## [課題]
以下の行をすべて、「dirt path」を「gravel path」に差し替えて書き直してください。それ以外の部分は一切変えないでください。

========================

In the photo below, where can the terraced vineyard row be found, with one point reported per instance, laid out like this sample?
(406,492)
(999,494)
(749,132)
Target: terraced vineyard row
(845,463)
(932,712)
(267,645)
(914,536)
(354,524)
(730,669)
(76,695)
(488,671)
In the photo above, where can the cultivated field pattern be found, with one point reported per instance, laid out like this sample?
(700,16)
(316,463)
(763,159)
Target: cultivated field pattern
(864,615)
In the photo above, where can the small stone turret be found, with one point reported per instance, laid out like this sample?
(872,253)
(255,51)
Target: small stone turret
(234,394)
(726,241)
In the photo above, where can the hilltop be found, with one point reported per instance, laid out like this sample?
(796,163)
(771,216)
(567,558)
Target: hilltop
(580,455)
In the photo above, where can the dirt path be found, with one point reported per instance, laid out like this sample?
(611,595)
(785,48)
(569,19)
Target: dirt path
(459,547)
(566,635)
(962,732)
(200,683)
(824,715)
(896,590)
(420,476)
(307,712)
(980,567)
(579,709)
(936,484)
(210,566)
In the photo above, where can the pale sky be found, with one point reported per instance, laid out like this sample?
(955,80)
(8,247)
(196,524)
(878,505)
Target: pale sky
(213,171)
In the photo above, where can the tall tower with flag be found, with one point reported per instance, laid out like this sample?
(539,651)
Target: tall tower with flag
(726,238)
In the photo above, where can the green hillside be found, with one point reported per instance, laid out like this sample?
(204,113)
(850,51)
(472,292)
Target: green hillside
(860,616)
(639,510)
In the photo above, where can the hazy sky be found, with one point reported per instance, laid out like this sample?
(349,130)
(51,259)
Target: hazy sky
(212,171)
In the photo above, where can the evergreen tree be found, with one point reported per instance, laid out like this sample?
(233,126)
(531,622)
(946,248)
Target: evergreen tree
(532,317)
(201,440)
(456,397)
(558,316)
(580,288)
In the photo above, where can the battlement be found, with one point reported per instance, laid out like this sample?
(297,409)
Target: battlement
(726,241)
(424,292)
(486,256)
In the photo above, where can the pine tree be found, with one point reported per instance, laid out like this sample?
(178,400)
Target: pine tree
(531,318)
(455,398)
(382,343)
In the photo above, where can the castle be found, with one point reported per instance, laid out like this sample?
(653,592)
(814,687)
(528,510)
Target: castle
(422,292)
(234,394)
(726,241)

========================

## [模範解答]
In the photo below, where can the terraced vineyard row be found, with one point reported per instance, laid out like this sample?
(406,492)
(999,494)
(749,132)
Target: terraced vineyard row
(845,463)
(932,712)
(267,645)
(914,536)
(354,524)
(730,669)
(76,695)
(488,671)
In the photo above, where can the cultivated field pattern be found, with one point reported per instance, laid out like this sample?
(700,16)
(316,463)
(763,159)
Target: cultivated field pattern
(864,615)
In the photo above, where can the small stone turret be found, with one point reported per instance, laid out like this sample?
(872,253)
(255,51)
Target: small stone turret
(234,394)
(726,241)
In the photo above, where can the hilltop be found, with one point reported per instance, laid out like this sample?
(796,163)
(771,216)
(567,558)
Target: hilltop
(580,455)
In the photo above, where can the gravel path be found, with one point reported per instance, laid out like this sample?
(611,595)
(785,48)
(569,19)
Target: gravel path
(459,547)
(566,635)
(962,732)
(200,683)
(824,715)
(896,590)
(420,476)
(307,712)
(980,567)
(579,709)
(936,484)
(210,566)
In the photo above, where can the pale sky be found, with one point reported per instance, laid out like this sample?
(955,80)
(8,247)
(196,524)
(878,505)
Target: pale sky
(213,171)
In the photo above, where can the tall tower with flag be found, with one point reported per instance, laid out like this sample?
(539,651)
Target: tall tower with flag
(726,238)
In the photo above, where can the green hillside be found, with one point reported per instance, laid out like this sample?
(204,113)
(850,51)
(472,292)
Target: green hillside
(860,616)
(639,510)
In the photo above, where can the hazy sky be found, with one point reported per instance, laid out like this sample?
(349,130)
(51,259)
Target: hazy sky
(212,171)
In the photo above, where can the evergreen tree be found, with one point reported per instance, laid out like this sample?
(233,126)
(531,622)
(946,248)
Target: evergreen tree
(532,317)
(201,440)
(456,397)
(558,316)
(580,288)
In the photo above, where can the battlement be found, with one point reported per instance, laid out like this sample?
(297,409)
Target: battlement
(726,241)
(424,292)
(486,256)
In the photo above, where can the pine tree be found, with one point reported per instance, laid out like this sample?
(178,400)
Target: pine tree
(531,318)
(455,398)
(382,343)
In the photo above, where can the castle be found, with one point reported per instance, laid out like this sample?
(653,592)
(814,687)
(528,510)
Target: castle
(422,292)
(234,394)
(726,241)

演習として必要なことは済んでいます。